# Polecenia
1 > Jaki powód postoju auta na prawym pasie podaje fragment dyskusji o winie w opisanej sytuacji drogowej?
2 > Zwróć każdy wiersz rekordów, w którym występuje słowo „grassy”.

# Udostępniony fragment

Grupy dyskusyjne   »   pl.misc.samochody   »   Z cylku: czyja wina?

Z cylku: czyja wina?

Data: 2010-09-13 13:49:59
Autor: J.F.
Z cylku: czyja wina?
Użytkownik "Krzysiek Niemkiewicz" <mojeinicjały[at]post.pl> napisał w wiadomości news:4c8e0440$1news.home.net.pl...
Jest ulica, dwa pasy w każdą stronę, na prawym pasie stoi auto na awaryjnych (żeby nie było - uzasadnienie, ma trójkąt, zmienia koło). Tym pasem jedzie sobie dostawczak. Kierowca ocenia sytuację - sąsiednim pasem jedzie sznurek aut, ale jak lekko przyspieszy to zmieści się przed sznurek na lewy pas. Za dostawczym jedzie niczego nie spodziewający się samochód, który, gdy tylko dostawczak przed nim zjedzie na lewy pas, dostrzega przed sobą przeszkodę, której nie ma jak ominąć a na hamowanie za późno :(
Na rozsądek wina braku wyobraźni kierowcy dostawczaka, ale jak to prawo i policja oceni?

Jakiego k* dostawczaka ?
Jechales, z nadmierna predkoscia :-P,  z nieprzepisowym odstepem - a teraz winnych szukasz ?

J.

Data: 2010-09-13 14:22:28
Autor: Krzysiek Niemkiewicz
Z cylku: czyja wina?

# Dane wejściowe
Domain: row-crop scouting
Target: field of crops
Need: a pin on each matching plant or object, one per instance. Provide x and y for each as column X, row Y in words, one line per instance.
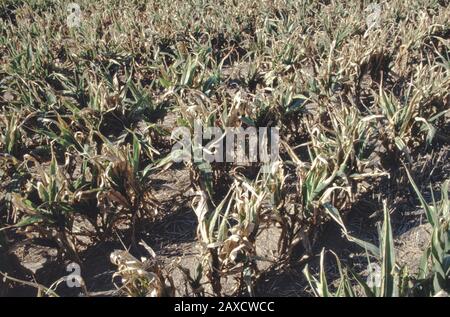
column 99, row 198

==

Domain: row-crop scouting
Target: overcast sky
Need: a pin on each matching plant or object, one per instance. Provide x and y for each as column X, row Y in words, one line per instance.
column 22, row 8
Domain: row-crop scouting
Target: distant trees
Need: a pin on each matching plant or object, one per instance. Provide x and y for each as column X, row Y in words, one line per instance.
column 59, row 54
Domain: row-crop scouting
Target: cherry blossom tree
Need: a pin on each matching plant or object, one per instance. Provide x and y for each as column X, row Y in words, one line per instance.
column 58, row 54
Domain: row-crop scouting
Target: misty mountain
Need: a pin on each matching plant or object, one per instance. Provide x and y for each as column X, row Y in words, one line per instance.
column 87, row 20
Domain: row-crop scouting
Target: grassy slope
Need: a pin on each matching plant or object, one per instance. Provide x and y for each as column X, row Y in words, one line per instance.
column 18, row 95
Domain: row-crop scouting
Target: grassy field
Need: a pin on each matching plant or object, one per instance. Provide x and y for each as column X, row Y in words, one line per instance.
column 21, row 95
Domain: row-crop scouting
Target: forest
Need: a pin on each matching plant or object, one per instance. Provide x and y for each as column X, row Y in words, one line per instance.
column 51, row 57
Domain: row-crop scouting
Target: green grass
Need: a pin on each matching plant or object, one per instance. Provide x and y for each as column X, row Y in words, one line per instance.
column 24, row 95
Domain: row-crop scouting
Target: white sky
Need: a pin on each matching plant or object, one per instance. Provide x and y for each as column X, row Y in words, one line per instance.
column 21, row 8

# Odpowiedzi do poleceń
1 > W aucie zmienia się koło, a auto stoi na światłach awaryjnych z wystawionym trójkątem.

2 >
Target: grassy slope
Target: grassy field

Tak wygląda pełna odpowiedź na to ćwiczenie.